▶ **Data to use**

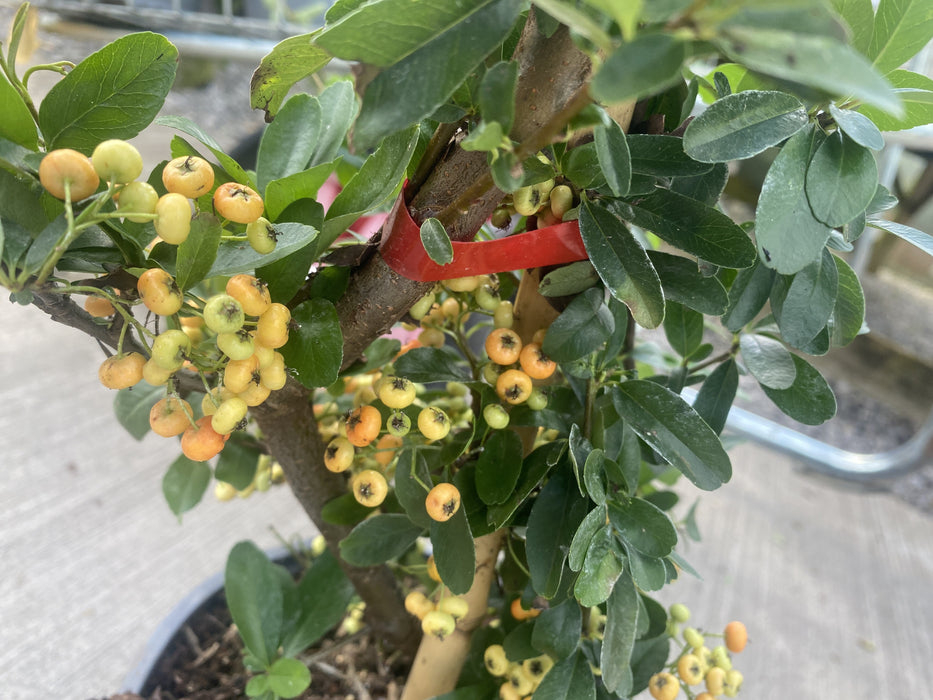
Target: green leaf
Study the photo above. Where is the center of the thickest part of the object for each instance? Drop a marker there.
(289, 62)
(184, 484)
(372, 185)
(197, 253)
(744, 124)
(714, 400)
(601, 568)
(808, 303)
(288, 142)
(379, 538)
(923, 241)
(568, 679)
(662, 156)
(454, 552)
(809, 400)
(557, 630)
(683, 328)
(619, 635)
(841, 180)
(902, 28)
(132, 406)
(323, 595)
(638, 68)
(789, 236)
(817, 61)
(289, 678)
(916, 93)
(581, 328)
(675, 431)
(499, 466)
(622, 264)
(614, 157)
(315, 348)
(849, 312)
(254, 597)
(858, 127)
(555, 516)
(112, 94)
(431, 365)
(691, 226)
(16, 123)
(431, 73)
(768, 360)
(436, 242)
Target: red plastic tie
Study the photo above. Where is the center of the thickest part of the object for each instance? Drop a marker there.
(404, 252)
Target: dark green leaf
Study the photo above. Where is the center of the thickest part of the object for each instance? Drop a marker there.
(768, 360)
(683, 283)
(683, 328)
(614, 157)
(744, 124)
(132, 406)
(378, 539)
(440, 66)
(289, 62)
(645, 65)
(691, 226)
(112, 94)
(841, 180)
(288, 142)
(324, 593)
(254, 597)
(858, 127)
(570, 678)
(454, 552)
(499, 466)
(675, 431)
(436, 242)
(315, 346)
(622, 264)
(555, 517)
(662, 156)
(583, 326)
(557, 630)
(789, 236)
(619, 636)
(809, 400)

▶ **Exercise requirements**
Can you output every line of the entries above as a JSON list of strings, one string per line, with blank lines skipped and the pictures left out?

▶ **Answer**
[
  "Target: green leaf",
  "Study the photo above. Where is the center of the thickest part of the object for each instance? Drop a marker there.",
  "(289, 62)",
  "(184, 484)",
  "(372, 185)",
  "(197, 253)",
  "(744, 124)",
  "(714, 400)",
  "(601, 568)",
  "(808, 303)",
  "(288, 142)",
  "(379, 538)",
  "(923, 241)",
  "(568, 679)",
  "(662, 156)",
  "(454, 552)",
  "(809, 400)",
  "(557, 630)",
  "(683, 328)",
  "(619, 635)",
  "(841, 180)",
  "(902, 28)",
  "(132, 406)",
  "(323, 595)",
  "(638, 68)",
  "(789, 236)",
  "(817, 61)",
  "(289, 678)",
  "(916, 93)",
  "(581, 328)",
  "(675, 431)",
  "(499, 466)",
  "(622, 264)",
  "(614, 157)",
  "(315, 348)",
  "(849, 312)",
  "(254, 597)",
  "(858, 127)",
  "(555, 516)",
  "(112, 94)",
  "(431, 365)",
  "(691, 226)",
  "(16, 123)",
  "(431, 73)",
  "(768, 360)",
  "(436, 242)",
  "Target: red plastic tie",
  "Study the photo above. Where is the center of the thickest part of the object for each instance? Drop a marker there.",
  "(404, 252)",
  "Target: dark green leaf",
  "Study the photo above. Where is the center of the thickest part of the object for each instance? Drop a marker there.",
  "(768, 360)",
  "(683, 283)",
  "(683, 328)",
  "(614, 157)",
  "(744, 124)",
  "(132, 406)",
  "(378, 539)",
  "(440, 66)",
  "(289, 62)",
  "(645, 65)",
  "(691, 226)",
  "(112, 94)",
  "(841, 180)",
  "(288, 142)",
  "(324, 593)",
  "(254, 597)",
  "(858, 127)",
  "(570, 678)",
  "(454, 552)",
  "(499, 466)",
  "(675, 431)",
  "(436, 242)",
  "(315, 346)",
  "(622, 264)",
  "(555, 517)",
  "(662, 156)",
  "(583, 326)",
  "(557, 630)",
  "(789, 236)",
  "(619, 636)",
  "(809, 400)"
]